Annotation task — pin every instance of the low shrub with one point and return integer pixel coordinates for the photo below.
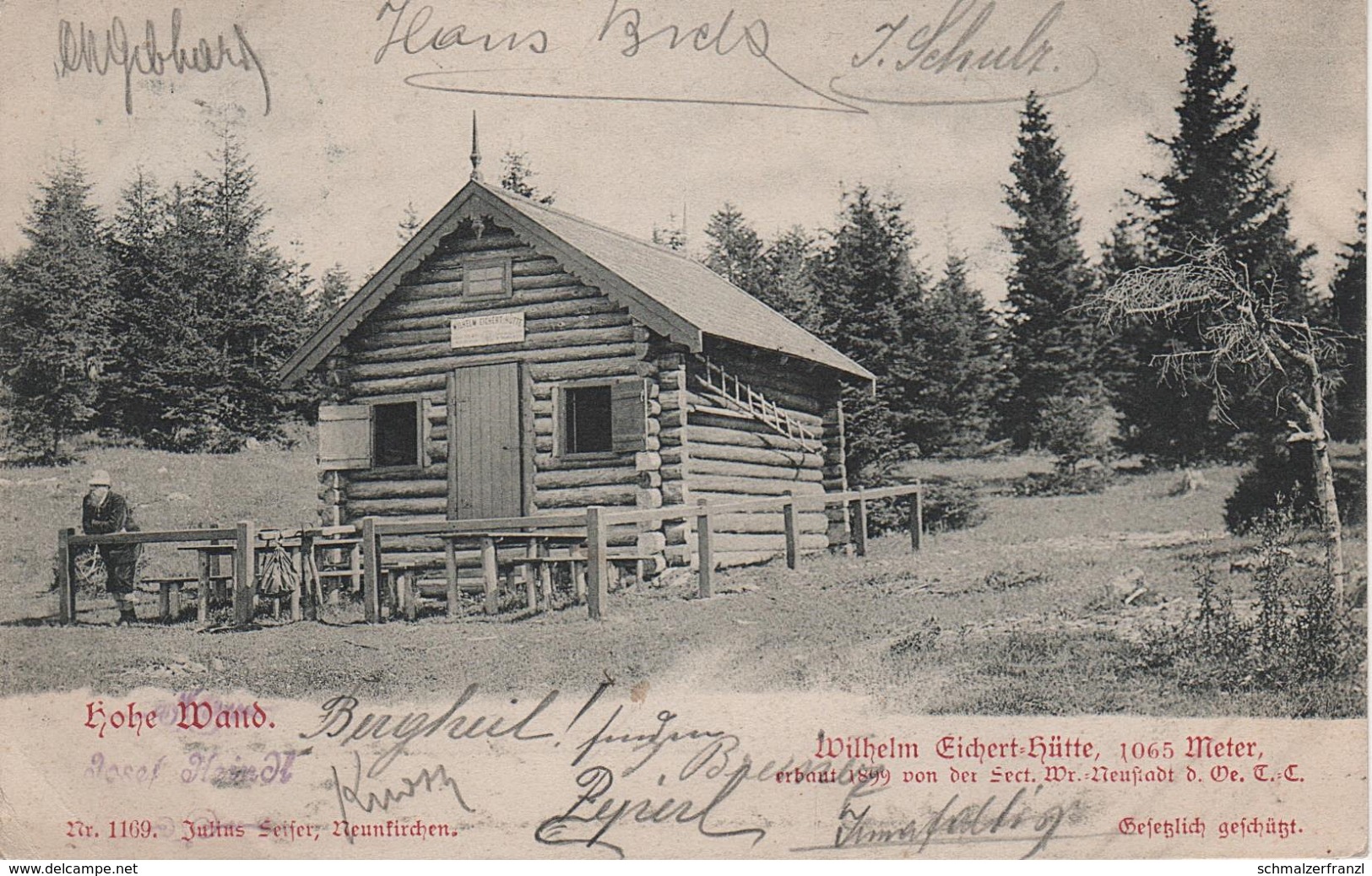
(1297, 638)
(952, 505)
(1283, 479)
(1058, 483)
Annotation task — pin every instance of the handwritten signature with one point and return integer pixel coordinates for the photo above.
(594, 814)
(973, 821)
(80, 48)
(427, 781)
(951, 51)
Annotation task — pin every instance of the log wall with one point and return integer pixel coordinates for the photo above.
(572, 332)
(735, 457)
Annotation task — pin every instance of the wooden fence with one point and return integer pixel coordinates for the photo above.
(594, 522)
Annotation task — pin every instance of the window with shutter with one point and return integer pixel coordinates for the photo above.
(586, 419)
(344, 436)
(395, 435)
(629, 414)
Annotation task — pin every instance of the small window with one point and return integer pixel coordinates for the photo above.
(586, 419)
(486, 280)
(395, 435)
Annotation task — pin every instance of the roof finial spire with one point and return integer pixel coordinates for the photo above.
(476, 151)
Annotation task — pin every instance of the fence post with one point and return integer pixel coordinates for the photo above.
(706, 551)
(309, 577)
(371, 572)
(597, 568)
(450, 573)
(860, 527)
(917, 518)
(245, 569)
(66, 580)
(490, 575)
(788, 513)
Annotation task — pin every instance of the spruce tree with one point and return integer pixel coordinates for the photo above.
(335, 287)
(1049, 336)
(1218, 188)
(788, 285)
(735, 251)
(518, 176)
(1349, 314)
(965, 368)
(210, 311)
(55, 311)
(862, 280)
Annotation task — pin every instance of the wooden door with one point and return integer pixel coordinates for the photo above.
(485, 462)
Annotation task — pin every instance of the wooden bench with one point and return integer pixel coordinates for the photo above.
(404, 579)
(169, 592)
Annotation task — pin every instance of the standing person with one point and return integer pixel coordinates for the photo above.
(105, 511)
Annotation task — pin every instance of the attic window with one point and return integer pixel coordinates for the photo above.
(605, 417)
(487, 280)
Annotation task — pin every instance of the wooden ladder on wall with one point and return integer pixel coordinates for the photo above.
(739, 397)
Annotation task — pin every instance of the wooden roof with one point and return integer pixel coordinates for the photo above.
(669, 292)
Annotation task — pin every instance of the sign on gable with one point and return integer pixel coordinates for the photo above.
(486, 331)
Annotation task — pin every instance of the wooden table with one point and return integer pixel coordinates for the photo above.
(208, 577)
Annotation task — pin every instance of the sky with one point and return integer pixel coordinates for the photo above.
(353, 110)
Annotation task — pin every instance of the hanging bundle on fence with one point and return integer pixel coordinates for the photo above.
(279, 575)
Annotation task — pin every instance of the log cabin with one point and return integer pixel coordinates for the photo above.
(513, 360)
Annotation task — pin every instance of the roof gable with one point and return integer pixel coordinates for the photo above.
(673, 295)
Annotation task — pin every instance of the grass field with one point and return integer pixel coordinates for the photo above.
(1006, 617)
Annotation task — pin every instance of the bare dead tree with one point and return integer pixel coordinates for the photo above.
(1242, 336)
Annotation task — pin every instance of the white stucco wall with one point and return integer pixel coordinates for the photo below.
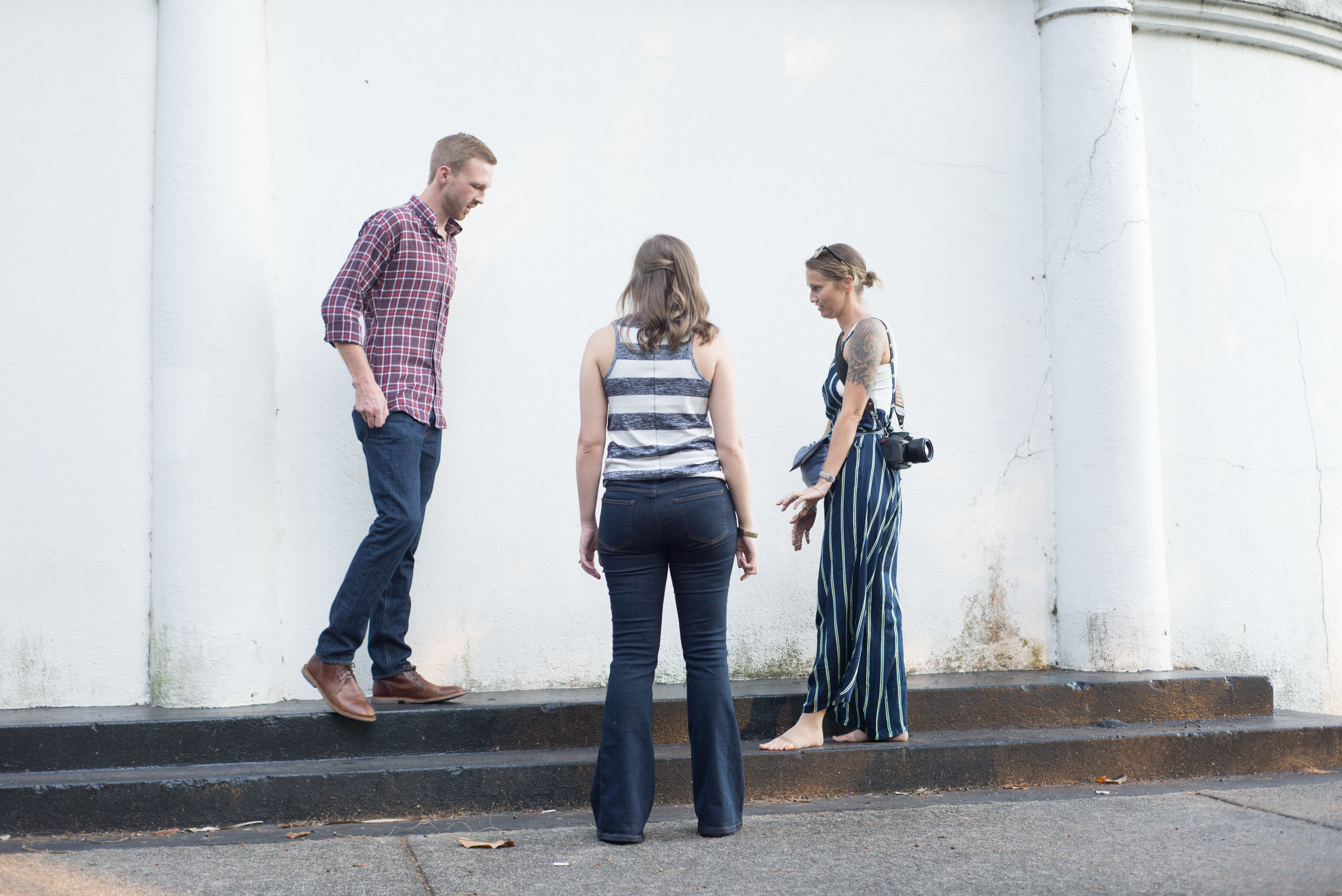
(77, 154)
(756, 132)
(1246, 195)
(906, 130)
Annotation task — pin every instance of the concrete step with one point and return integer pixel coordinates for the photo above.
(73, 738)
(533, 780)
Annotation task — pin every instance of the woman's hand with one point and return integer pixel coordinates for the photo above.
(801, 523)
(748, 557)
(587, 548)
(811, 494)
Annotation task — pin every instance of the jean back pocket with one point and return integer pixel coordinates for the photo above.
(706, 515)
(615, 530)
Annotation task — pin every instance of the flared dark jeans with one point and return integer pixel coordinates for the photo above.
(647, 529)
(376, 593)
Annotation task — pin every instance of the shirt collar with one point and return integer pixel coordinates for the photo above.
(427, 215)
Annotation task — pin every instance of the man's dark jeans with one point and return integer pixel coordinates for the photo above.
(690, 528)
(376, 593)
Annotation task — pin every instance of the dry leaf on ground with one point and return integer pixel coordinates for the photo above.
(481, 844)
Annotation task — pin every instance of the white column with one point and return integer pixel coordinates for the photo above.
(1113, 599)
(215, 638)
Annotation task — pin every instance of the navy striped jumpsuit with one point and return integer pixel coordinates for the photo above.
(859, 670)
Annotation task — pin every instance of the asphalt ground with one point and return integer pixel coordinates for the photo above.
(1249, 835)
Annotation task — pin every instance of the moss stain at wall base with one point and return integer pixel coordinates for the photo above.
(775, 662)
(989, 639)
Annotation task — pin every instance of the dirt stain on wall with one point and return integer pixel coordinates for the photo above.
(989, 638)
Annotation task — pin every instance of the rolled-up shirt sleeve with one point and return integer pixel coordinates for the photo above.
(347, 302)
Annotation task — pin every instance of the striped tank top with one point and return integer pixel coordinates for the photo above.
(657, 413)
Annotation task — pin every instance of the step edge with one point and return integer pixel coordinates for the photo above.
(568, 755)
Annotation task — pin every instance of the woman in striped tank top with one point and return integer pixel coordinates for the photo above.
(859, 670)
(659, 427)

************

Extract the lines above from the one containing "Annotation task — pin every instance of the asphalt" to the last line, both included, exactly as written.

Annotation task — pin every instance of the asphalt ground with one point and return integer pixel coordinates for the photo above.
(1249, 835)
Annotation task — pin every instance of the moss stain at wall base with one point and return integer pixel coordinates for the photo above.
(775, 662)
(989, 639)
Annotation task — pin every instance of the dirt stain on wall with one point and return integer pixel coordinates for the photo above.
(989, 638)
Annotation task — pin every instance of the rolled-up shirt sleeve with one point and return integer pixel coordinates for the photo above.
(347, 302)
Annotation task — pin every instance of the striped tank top with one point and return integer pixel coordinates for the photo above.
(657, 413)
Annotation task — pin every instance of the step edge with one point and return integer pixel coordinates for the photo above.
(568, 755)
Annotation task — pin every instance of the woman in striped tank top with one point and return integer pixel coordinates for the photo above.
(859, 670)
(659, 427)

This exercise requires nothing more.